_EXERCISES TO COMPLETE_.
A: Copy the passage on the UK Youth Climate Coalition word for word, between "A day later, members" and "participants in Glasgow.", inclusive.
B: Name every person on the panel of government ministers in the passage on the UK Youth Climate Coalition.
C: Continue the passage on the UK Youth Climate Coalition from its last sentence.

_TEXT EXTRACT_.

_ _ _

From 9–12 October 2009, the organisation organised an event called Power Shift, which was held at the Institute of Education in London. Modelled on a similar event to one organised by the Australian Youth Climate Coalition and carrying the same name as the Energy Action Coalition event in the US, the event was designed to provide training to young people on how to take action on climate change and also provide them with support to undertake their initiatives within their local communities

Three days before the 2009 United Nations Climate Change Conference in Copenhagen, Denmark, Kirsty Schneeberger, one of the 2009 Coordinators for the UKYCC, chaired a question-and-answer debate between a panel of government ministers and 80 young people. The panel included former Prime Minister Gordon Brown, Former Secretary of State for Energy and Climate Change Ed Miliband and Former Minister of State, Foreign & Commonwealth Office Baroness Glenys Kinnock.

A day later, members of the UK Youth Climate Coalition participated in the Wave, organised by coalition partner Stop Climate Chaos. It is estimated that between 40,000 and 50,000 individuals attended the march in London, in addition to over 7,000 participants in Glasgow.

_ _ _

_DATA SUPPLIED_.
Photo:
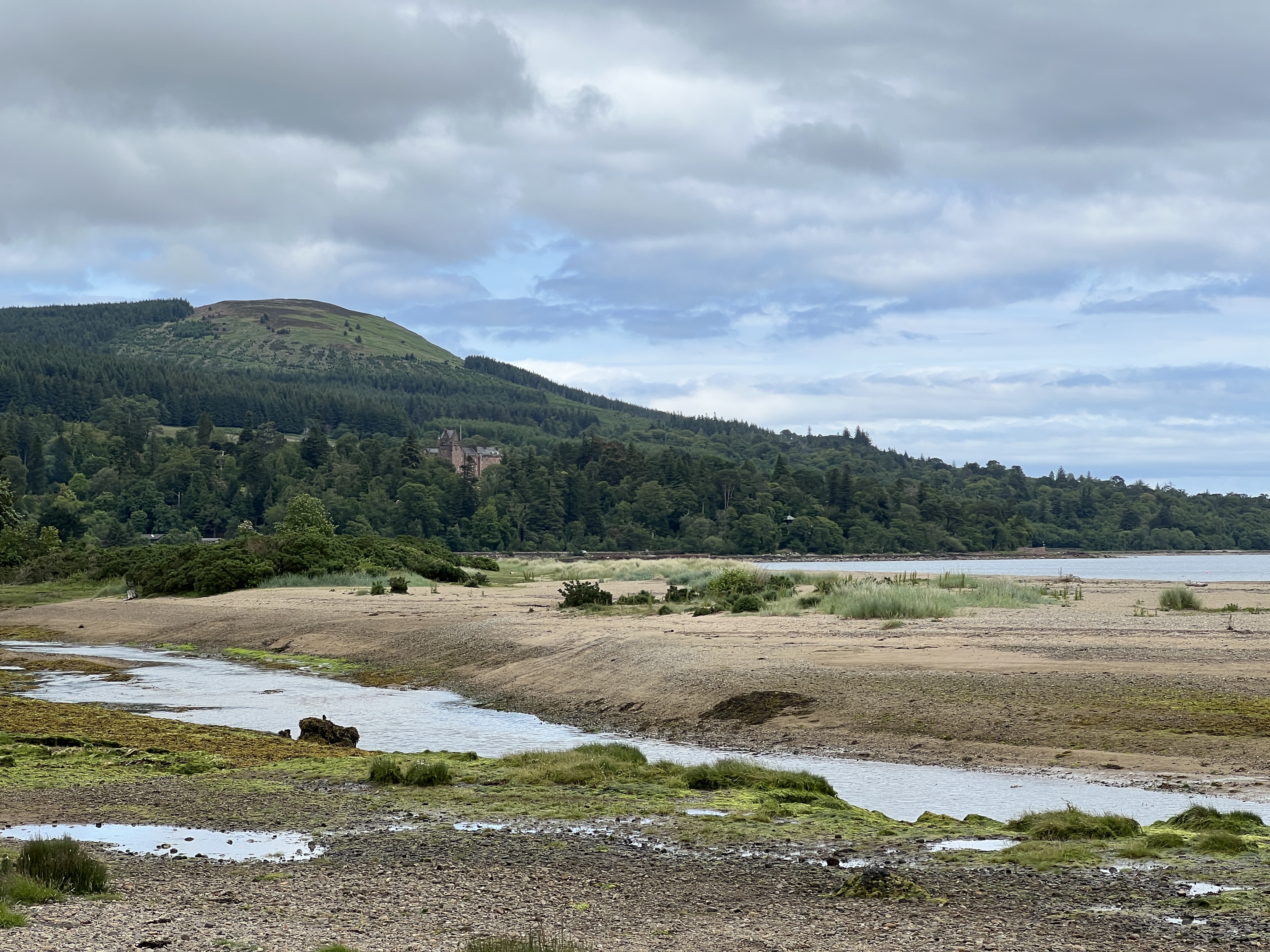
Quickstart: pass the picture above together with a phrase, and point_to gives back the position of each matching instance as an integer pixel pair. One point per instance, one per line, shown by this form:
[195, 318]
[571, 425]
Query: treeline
[111, 482]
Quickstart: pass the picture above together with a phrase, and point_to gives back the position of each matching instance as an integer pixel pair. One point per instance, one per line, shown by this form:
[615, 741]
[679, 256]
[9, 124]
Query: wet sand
[1090, 688]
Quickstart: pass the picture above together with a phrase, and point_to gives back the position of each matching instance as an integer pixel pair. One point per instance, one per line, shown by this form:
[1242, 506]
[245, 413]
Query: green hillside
[281, 334]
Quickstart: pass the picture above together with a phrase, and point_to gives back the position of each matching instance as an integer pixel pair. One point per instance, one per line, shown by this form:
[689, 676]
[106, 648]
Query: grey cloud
[832, 145]
[327, 68]
[1185, 301]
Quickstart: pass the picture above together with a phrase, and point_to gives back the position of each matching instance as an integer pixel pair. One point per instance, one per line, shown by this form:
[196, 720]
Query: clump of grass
[1221, 843]
[26, 892]
[737, 774]
[879, 883]
[538, 941]
[1211, 819]
[11, 920]
[428, 774]
[385, 770]
[1047, 856]
[868, 600]
[1178, 598]
[61, 864]
[1075, 824]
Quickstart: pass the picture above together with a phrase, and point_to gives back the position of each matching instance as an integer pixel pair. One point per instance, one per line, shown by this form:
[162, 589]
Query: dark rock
[319, 730]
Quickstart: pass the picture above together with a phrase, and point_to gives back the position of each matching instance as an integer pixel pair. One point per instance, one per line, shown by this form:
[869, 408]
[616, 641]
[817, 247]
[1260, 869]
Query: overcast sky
[1032, 231]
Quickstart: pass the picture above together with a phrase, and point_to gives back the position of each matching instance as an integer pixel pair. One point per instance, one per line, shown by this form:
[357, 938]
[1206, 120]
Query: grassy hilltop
[281, 334]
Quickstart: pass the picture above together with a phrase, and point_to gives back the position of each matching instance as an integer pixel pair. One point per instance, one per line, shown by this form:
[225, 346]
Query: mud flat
[1173, 700]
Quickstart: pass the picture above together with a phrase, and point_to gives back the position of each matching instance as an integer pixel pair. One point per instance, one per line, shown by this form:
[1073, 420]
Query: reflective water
[180, 841]
[987, 846]
[1191, 567]
[213, 691]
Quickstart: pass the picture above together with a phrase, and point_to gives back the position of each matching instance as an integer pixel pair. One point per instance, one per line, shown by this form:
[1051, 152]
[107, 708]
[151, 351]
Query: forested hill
[107, 436]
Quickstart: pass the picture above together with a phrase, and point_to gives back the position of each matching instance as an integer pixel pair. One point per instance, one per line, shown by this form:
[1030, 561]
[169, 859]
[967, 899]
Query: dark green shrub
[1179, 598]
[385, 770]
[732, 583]
[1221, 843]
[1075, 824]
[428, 774]
[673, 593]
[585, 593]
[1207, 818]
[61, 864]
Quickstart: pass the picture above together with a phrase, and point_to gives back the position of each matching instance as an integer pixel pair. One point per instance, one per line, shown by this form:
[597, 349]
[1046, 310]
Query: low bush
[578, 593]
[1221, 843]
[1178, 598]
[1075, 824]
[61, 864]
[1047, 856]
[428, 774]
[1208, 819]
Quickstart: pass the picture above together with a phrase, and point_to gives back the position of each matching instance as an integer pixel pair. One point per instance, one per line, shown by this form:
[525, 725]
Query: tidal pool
[178, 841]
[214, 691]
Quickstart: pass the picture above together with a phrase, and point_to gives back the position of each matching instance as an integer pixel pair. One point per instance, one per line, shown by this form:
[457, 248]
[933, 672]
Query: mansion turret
[478, 459]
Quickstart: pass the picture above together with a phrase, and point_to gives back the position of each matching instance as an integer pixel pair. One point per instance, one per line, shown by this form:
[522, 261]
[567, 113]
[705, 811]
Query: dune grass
[1075, 824]
[61, 864]
[1179, 598]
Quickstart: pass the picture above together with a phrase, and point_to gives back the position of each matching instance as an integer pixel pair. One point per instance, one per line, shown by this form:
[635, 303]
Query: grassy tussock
[1207, 819]
[63, 865]
[1075, 824]
[1047, 856]
[1179, 598]
[536, 941]
[9, 920]
[1221, 843]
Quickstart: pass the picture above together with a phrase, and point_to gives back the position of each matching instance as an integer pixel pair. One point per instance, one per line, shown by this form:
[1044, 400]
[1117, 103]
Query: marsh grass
[61, 864]
[1179, 598]
[1207, 819]
[1221, 843]
[1075, 824]
[1046, 856]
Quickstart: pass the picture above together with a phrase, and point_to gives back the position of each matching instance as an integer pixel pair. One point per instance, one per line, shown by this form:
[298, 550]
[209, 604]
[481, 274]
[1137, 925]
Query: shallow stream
[214, 691]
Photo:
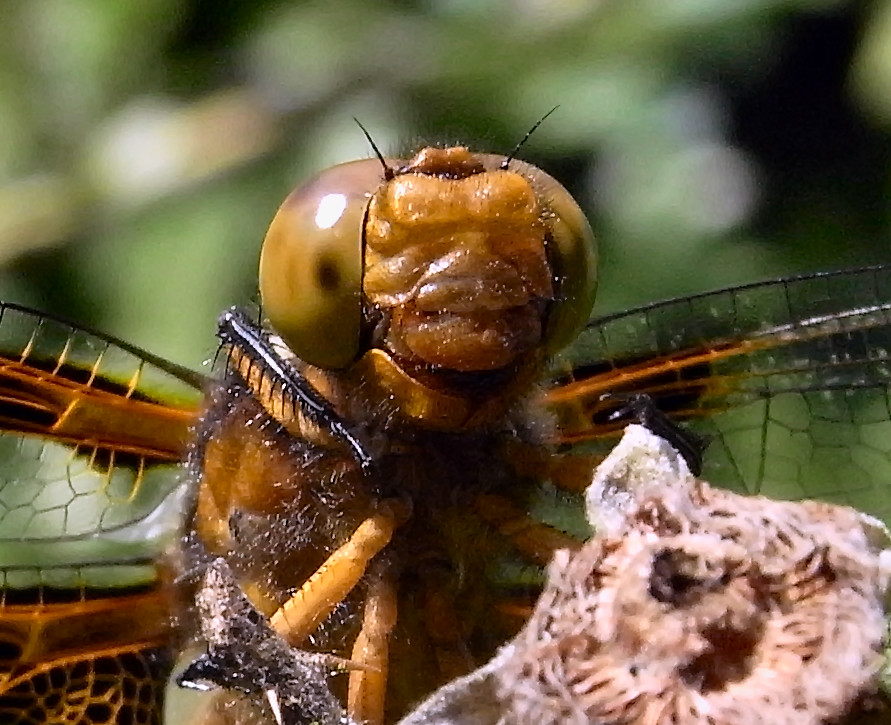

_ _ _

_RESPONSES_.
A:
A day later, members of the UK Youth Climate Coalition participated in the Wave, organised by coalition partner Stop Climate Chaos. It is estimated that between 40,000 and 50,000 individuals attended the march in London, in addition to over 7,000 participants in Glasgow.

B:
Gordon Brown
Ed Miliband
Baroness Glenys Kinnock

C:
Similarly to previous years, the organisation sent a second youth delegation to the 2009 United Nations Climate Change Conference. In preparation for the talks in Copenhagen, the Youth Delegation met negotiators from the Department of Energy and Climate Change. Darran Martin, one of the youth delegates, was reported to have cycled from the United Kingdom to Copenhagen, Denmark. Before and whilst in Copenhagen, the youth delegation recorded a series of documentaries, to providing inspiring stories directly to young people within the UK.

Midway through the Climate negotiations in December, the UKYCC also organised a Day of Action as the UK Delivery partner for the Global Campaign for Climate Action, also recognised as "TckTckTck". Alongside 1,600 actions taking place around the world, the UKYCC organised a flash dance outside the Houses of Parliament and projected an image onto the House of Commons, with the slogan, "the World wants a real deal". The day of action was designed to call on world leaders to create and agree on a fair, ambitious and legally binding deal as the outcome of the Climate negotiations that month.

2010 
On January 12, 2010, over 150 young people came together to explore ways in which young people can join the fight against climate change, in an event organised by the UK Youth Parliament. The event was supported by the UK Youth Climate Coalition and coalition partners Oxfam, Plan UK and UNICEF.

A month later, the Department for Energy and Climate Change launched a Youth Advisory Panel, including representatives from the UKYCC. It is reported that this followed a proposal suggested by the UK Youth Climate Coalition and their coalition partners People & Planet and Plan UK.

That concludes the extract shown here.